* [Directions for this task]
Copy out each line of the records below in which the string "query" appears.

* [Data shown]
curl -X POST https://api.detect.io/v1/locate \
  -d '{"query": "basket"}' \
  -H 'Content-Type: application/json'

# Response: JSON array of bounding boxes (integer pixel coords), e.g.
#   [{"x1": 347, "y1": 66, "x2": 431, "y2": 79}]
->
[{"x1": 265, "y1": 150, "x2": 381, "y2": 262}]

==

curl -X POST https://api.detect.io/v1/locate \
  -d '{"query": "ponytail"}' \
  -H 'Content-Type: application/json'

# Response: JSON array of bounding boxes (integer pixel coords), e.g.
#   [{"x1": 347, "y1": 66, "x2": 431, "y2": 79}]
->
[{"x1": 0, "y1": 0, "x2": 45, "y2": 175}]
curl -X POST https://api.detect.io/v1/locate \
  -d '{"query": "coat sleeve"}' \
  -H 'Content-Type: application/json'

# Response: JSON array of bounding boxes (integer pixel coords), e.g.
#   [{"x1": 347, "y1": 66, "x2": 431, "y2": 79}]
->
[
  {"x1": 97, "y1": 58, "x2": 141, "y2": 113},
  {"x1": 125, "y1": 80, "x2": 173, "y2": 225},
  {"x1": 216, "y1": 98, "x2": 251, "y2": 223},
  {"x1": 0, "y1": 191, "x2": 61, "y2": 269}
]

* [The completed task]
  -d '{"query": "basket"}' \
  -d '{"query": "ponytail"}' \
  -d '{"query": "coat sleeve"}' \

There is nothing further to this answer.